§ **Exercise instructions**
Rewrite the data from the line with "Exercise. Point out the tall" through the line with "point(242, 186)", swapping "wine glass" for "champagne flute" and keeping everything else the same. Leave the pictures out of your answer.

§ **Exercise inputs**

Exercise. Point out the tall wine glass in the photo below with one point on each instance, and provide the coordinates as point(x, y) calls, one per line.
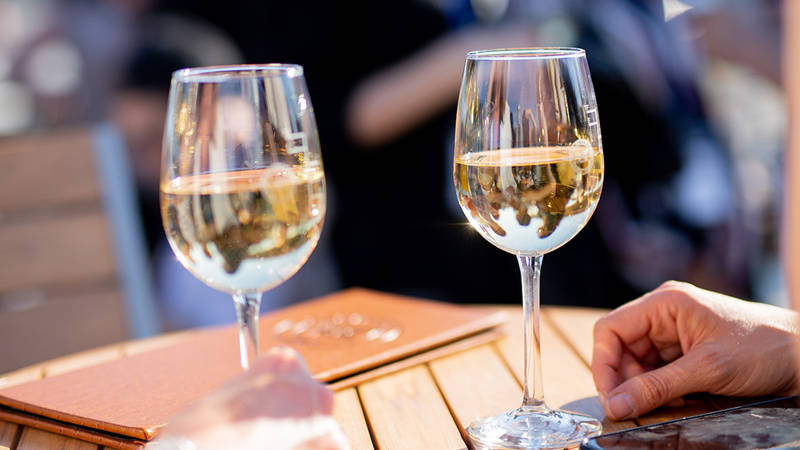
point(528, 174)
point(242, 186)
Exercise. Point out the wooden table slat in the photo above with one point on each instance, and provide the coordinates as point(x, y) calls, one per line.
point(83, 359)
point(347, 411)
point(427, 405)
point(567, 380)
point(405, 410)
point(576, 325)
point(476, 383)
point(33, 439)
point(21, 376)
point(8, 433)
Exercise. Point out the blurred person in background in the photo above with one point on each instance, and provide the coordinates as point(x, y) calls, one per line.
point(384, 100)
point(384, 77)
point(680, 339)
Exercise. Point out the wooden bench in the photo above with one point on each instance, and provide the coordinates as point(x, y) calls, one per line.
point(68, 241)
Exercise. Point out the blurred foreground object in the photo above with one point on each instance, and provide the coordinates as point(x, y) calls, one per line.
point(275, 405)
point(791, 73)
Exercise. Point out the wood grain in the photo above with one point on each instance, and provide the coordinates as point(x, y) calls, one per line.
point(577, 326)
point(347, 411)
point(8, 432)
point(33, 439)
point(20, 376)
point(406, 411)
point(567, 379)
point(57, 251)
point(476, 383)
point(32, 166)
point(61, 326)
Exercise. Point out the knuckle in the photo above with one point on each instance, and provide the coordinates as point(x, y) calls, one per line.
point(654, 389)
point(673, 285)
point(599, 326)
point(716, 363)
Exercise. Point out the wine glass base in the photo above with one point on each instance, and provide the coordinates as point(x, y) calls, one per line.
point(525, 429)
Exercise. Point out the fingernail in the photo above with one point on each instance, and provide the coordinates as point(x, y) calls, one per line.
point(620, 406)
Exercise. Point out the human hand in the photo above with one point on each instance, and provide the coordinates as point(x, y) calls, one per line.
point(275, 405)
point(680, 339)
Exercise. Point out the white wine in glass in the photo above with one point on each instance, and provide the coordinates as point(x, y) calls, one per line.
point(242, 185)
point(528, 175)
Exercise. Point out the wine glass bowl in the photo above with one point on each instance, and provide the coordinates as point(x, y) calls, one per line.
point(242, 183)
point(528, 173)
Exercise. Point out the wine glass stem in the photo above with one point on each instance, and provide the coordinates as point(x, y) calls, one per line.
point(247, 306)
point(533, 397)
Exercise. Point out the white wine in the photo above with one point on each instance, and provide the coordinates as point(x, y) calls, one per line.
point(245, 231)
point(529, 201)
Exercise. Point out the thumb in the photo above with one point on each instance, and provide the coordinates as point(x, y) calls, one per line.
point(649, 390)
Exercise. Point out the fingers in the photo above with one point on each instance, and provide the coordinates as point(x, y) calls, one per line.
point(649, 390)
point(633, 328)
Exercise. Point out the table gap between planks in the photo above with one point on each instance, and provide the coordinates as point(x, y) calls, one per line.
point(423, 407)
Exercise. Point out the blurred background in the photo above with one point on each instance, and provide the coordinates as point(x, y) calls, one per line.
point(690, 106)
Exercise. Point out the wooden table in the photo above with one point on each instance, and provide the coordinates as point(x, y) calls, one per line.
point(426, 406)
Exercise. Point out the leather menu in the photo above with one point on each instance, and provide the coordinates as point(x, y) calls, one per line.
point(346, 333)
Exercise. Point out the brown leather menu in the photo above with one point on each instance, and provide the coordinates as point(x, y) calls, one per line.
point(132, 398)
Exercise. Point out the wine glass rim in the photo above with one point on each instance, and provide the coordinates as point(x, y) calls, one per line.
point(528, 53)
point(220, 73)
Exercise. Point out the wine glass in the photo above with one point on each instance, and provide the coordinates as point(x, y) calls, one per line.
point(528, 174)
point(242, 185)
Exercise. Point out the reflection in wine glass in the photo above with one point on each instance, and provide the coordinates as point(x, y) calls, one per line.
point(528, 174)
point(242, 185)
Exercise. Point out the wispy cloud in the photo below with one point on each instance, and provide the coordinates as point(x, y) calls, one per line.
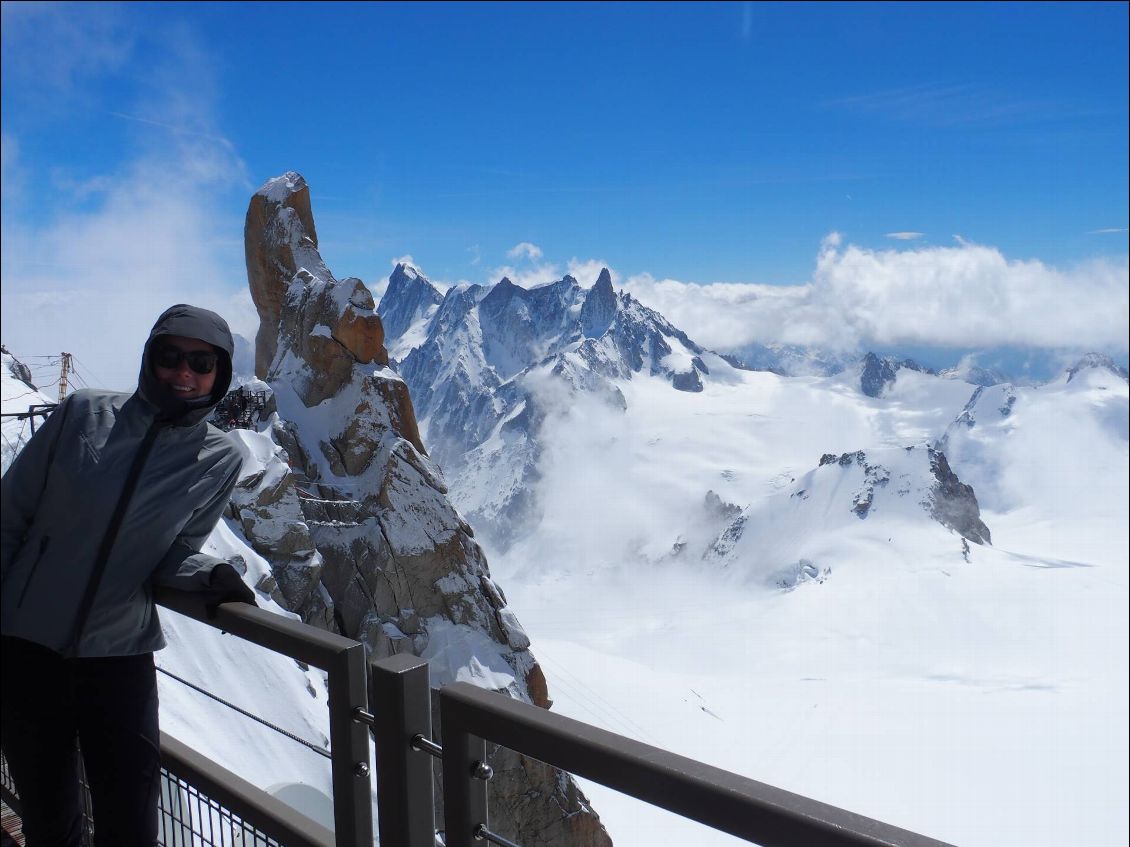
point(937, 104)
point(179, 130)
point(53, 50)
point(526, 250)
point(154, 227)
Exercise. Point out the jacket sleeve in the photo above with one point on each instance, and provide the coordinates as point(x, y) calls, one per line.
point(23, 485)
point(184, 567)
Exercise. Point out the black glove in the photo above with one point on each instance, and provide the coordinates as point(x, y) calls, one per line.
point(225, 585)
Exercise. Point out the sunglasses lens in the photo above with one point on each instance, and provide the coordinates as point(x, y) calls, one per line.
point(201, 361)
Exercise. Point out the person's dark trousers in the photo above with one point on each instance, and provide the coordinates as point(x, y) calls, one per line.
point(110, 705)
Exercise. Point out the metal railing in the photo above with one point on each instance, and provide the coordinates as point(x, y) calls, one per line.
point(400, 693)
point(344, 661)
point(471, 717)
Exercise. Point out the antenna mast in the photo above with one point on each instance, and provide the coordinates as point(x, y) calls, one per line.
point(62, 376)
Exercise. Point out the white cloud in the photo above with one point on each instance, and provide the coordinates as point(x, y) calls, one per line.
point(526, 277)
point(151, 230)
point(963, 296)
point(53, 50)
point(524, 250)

==

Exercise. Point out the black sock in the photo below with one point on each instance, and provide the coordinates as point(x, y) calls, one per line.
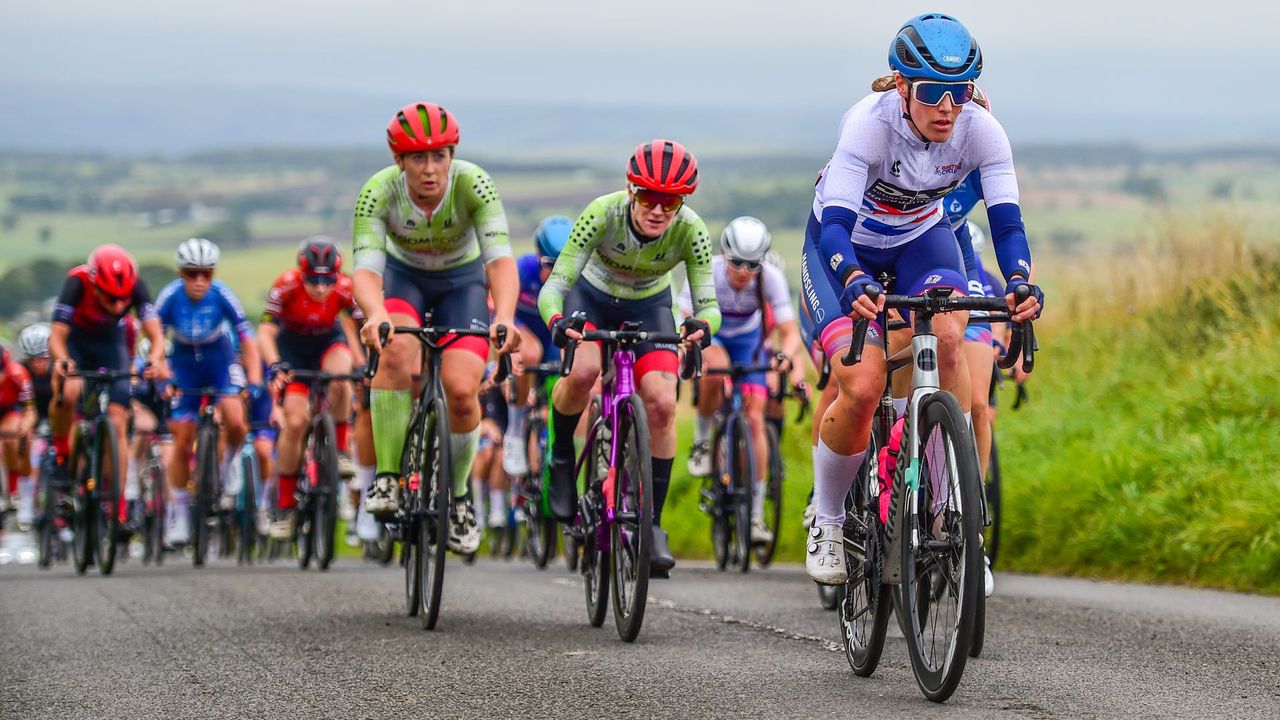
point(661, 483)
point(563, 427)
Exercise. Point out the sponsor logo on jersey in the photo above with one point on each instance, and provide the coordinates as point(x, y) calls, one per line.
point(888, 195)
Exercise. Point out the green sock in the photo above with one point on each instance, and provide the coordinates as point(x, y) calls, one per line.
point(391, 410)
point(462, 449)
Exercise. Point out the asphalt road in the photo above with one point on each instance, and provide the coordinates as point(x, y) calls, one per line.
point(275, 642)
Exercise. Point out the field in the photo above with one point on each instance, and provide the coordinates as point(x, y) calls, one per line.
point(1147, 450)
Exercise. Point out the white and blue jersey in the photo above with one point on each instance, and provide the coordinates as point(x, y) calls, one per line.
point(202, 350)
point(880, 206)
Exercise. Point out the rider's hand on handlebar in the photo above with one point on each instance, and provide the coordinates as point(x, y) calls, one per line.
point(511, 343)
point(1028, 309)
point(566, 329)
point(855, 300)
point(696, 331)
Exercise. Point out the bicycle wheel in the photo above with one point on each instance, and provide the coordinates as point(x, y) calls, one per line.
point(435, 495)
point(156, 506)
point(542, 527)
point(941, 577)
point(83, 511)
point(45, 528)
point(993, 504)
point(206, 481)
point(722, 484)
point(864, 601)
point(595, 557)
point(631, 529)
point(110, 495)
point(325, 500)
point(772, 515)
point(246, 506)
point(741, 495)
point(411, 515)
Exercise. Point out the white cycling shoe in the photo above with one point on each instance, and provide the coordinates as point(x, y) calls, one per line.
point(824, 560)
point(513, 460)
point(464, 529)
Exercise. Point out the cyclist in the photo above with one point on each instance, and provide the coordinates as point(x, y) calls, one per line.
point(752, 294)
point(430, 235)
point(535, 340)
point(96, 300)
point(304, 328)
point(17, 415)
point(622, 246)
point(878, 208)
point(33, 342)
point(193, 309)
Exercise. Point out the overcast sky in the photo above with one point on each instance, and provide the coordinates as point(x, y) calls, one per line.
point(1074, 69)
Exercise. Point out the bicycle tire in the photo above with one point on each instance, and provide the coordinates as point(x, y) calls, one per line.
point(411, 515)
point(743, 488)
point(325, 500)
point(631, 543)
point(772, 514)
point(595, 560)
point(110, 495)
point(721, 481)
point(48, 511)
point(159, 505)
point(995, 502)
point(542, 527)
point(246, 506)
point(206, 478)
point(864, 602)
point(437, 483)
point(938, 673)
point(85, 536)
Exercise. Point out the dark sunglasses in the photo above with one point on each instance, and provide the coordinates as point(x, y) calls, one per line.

* * *

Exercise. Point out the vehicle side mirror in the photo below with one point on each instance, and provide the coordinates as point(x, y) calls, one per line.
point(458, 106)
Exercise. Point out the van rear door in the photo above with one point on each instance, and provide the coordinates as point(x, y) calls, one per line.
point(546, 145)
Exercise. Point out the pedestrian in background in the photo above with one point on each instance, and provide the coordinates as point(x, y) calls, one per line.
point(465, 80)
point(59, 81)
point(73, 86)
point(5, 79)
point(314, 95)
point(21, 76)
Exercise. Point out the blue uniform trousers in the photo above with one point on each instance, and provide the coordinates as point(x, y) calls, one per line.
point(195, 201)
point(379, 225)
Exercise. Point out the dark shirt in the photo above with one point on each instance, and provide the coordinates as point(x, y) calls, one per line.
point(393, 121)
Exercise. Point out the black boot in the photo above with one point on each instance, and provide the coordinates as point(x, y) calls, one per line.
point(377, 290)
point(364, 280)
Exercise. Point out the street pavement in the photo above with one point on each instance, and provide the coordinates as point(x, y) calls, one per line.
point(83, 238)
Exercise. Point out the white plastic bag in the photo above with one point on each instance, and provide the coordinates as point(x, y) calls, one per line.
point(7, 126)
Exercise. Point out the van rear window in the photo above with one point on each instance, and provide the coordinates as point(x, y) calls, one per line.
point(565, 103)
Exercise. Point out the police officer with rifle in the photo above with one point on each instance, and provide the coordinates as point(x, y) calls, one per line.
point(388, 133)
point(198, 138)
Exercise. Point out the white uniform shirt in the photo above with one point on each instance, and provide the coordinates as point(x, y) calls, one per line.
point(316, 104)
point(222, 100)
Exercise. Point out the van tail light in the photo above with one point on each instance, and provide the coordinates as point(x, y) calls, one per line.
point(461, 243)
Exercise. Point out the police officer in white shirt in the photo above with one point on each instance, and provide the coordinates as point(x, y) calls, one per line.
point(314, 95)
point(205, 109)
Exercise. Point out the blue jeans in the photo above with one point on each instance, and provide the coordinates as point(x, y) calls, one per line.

§ **Solution for this task**
Exercise. Point out the tall champagne flute in the photo below with one point on each instance, and provide the coordinates as point(x, y) calls, one per line.
point(528, 174)
point(242, 186)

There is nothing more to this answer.